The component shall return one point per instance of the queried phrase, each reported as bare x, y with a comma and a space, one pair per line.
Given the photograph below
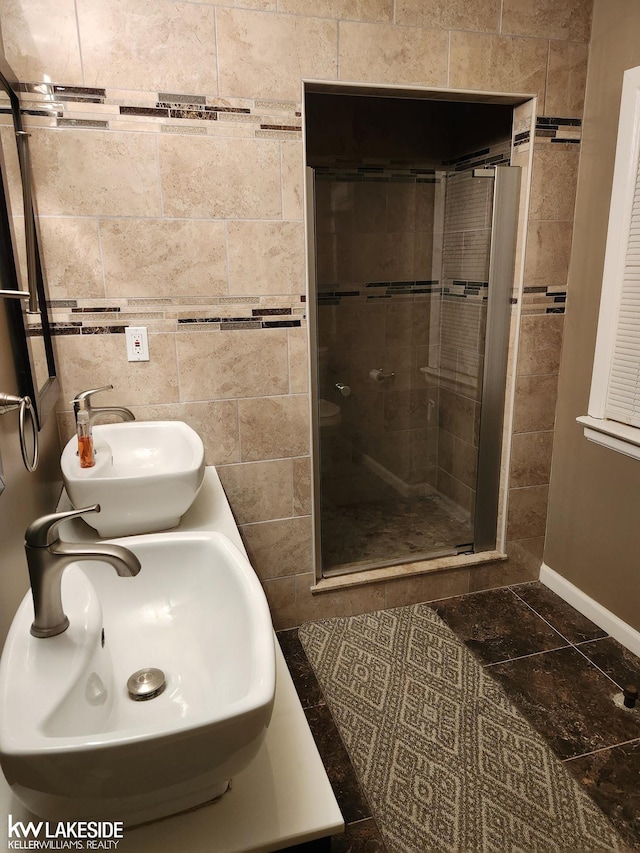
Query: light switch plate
137, 343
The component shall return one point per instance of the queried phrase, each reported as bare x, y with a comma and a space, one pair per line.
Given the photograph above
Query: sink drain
146, 684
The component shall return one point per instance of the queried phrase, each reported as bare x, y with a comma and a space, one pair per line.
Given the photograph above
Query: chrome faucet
82, 401
48, 557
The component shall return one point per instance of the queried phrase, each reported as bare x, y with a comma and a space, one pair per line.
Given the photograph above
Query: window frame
614, 434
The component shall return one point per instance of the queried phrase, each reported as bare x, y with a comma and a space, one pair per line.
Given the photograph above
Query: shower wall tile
292, 180
535, 403
548, 250
566, 79
553, 182
279, 548
240, 363
95, 173
498, 63
259, 491
527, 512
41, 40
269, 252
71, 255
381, 53
540, 345
453, 15
274, 427
281, 596
216, 422
104, 362
225, 178
262, 55
548, 19
302, 486
530, 459
298, 361
164, 257
147, 45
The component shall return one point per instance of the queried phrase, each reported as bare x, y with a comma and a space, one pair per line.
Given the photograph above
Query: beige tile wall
214, 213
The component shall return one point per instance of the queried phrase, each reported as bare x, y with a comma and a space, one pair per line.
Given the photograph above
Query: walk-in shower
412, 218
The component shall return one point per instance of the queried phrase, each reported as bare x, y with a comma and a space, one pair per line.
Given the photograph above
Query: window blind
623, 395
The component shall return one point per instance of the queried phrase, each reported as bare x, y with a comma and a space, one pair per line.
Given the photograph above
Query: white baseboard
589, 607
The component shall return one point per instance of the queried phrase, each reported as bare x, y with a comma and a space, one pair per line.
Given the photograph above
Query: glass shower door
401, 273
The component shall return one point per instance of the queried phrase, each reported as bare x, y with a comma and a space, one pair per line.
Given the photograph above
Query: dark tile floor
562, 672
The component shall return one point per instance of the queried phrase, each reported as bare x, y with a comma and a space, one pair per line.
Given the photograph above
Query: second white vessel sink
74, 745
147, 475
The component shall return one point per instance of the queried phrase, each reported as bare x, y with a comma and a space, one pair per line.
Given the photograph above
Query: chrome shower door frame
504, 232
312, 321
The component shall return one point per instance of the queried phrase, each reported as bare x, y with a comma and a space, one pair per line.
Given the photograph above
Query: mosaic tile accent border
476, 291
378, 174
112, 316
552, 129
383, 290
60, 106
544, 300
494, 155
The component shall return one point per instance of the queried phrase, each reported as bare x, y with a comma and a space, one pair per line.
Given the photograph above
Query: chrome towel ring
8, 403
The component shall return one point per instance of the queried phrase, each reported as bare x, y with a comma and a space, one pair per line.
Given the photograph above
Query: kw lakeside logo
64, 835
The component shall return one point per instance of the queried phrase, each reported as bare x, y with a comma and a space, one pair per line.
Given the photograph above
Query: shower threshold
433, 554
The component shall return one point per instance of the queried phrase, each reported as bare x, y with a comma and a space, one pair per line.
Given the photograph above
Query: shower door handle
378, 375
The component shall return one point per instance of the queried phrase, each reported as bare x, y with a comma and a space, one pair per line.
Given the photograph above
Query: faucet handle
83, 396
41, 532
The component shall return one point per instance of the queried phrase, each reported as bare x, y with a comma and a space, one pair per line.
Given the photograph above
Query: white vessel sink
147, 475
74, 745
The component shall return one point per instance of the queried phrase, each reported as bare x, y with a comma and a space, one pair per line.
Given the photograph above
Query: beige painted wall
26, 496
205, 221
593, 535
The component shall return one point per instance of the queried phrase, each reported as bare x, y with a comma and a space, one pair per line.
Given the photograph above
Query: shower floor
365, 521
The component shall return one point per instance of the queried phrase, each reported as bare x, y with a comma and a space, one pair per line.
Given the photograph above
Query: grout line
553, 628
77, 16
595, 665
601, 749
532, 655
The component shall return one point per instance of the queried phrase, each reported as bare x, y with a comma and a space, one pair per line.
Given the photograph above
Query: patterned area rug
444, 758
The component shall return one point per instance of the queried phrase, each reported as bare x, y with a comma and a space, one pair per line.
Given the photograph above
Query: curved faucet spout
48, 560
121, 411
124, 561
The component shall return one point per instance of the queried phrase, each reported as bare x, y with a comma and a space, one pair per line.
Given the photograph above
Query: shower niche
412, 210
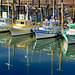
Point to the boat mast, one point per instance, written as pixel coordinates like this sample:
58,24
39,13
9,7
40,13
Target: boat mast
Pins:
8,8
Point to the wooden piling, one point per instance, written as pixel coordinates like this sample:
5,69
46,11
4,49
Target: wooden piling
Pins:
1,9
18,9
42,14
53,8
62,14
59,15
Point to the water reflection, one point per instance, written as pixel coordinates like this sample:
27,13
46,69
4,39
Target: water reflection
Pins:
68,50
45,55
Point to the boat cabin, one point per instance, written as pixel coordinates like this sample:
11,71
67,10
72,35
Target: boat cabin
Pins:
5,21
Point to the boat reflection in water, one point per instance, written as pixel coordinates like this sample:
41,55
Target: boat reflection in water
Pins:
22,42
68,50
29,56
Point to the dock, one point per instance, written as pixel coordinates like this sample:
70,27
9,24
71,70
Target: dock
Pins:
4,30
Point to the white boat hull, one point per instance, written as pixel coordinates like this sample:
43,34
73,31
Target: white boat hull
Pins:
41,35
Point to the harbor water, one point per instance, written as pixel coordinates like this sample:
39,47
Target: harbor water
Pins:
24,55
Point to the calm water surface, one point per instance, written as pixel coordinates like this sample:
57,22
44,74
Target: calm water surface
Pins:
24,55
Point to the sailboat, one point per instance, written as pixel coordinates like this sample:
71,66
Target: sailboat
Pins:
23,26
5,22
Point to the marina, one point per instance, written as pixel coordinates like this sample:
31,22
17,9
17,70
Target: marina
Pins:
37,37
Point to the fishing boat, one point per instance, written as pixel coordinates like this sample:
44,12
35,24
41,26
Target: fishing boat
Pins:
5,22
48,29
69,34
22,27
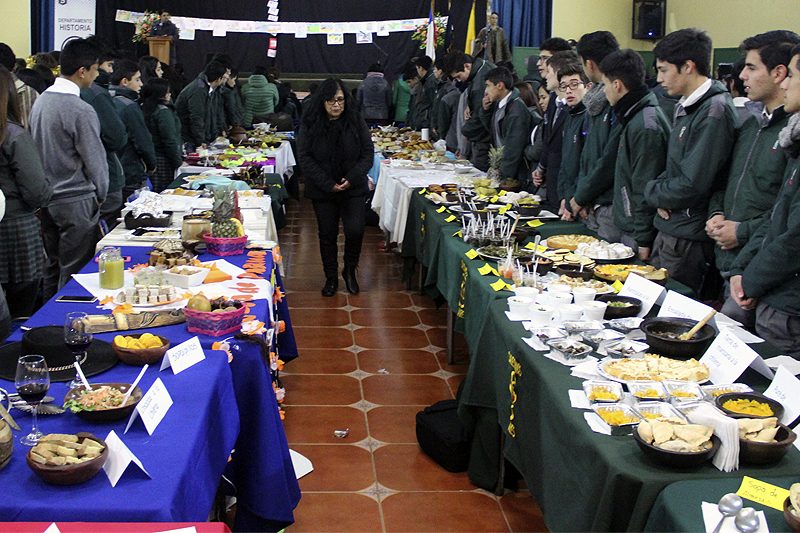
----
Problem statement:
Scan the listing above, and wherever a line holds the word "mast", copy it.

Problem solution:
Point to the boat mast, one point per instance, written as pixel coordinates like this sample:
Target: boat mast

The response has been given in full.